◆ TEXT SEGMENT
%%

Hendrix Murdered by Manager, Former Roadie Claims

BY Brock ThiessenPublished Jun 1, 2009

Jimi Hendrix was murdered by his manager because the rock'n'roll legend was worth more dead than alive, claims a former Hendrix roadie in a new book.

According to a Mail on Sunday report, James "Tappy" Wright states in Rock Roadie that Hendrix's manager, Michael Jeffrey, drunkenly confessed to killing the guitarist by filling him full of pills and several bottles of red wine, all due to the manager fearing Hendrix was about to leave him for a new deal.

Wright says Jeffrey made the confession in 1971, a year after Hendrix's death, explaining that the manager had taken out a life insurance policy on the musician worth about two million, with himself as the beneficiary. Two years after supposedly sharing the dirty secret, Jeffrey was killed in a plane crash.

Wright quotes Jeffrey as saying: "I had to do it, Tappy. You understand, don't you? I had to do it. You know damn well what I'm talking about.

"I was in London the night of Jimi's death and together with some old friends... we went round to Monika's hotel room, got a handful of pills and stuffed them into his mouth... then poured a few bottles of red wine deep into his windpipe.

%%

[Natural language region descriptions]

%%

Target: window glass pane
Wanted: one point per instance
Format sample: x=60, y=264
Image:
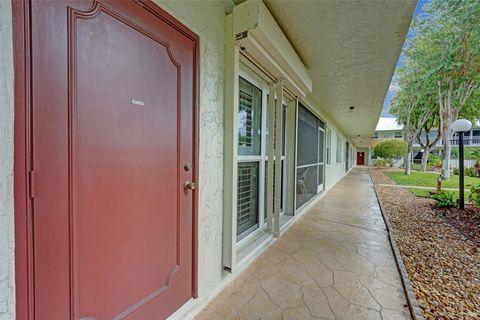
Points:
x=320, y=174
x=307, y=146
x=249, y=119
x=321, y=135
x=306, y=184
x=266, y=188
x=247, y=205
x=329, y=147
x=284, y=121
x=283, y=127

%%

◆ TASKS TO CARRY OUT
1. Answer these questions about the article on the Hendrix murder claim:
(a) What is the title of the book by James "Tappy" Wright?
(b) In what year does Wright say Michael Jeffrey confessed?
(c) How did Jeffrey die?
2. Name every person mentioned in the Hendrix murder claim article, including its byline.
3. Continue the article about the Hendrix murder claim from where it stops.

◆ RESPONSES BY ITEM NUMBER
1.
(a) Rock Roadie
(b) 1971
(c) He was killed in a plane crash.

2. Brock Thiessen, Jimi Hendrix, James "Tappy" Wright, Michael Jeffrey, Monika

3.
"I had to do it. Jimi was worth much more to me dead than alive. That son of a bitch was going to leave me. If I lost him, I'd lose everything."

The official cause of Hendrix's death was "barbiturate intoxication and inhalation of vomit." John Bannister, the surgeon who dealt with Hendrix at the London hospital, said that he believed the musician had drowned in red wine, even though he had little alcohol in his bloodstream.

"I recall vividly the very large amounts of red wine that oozed from his stomach and his lungs and in my opinion there was no question that Jimi Hendrix had drowned, if not at home then on the way to the hospital," Bannister wrote in 1992, reports the the Independent.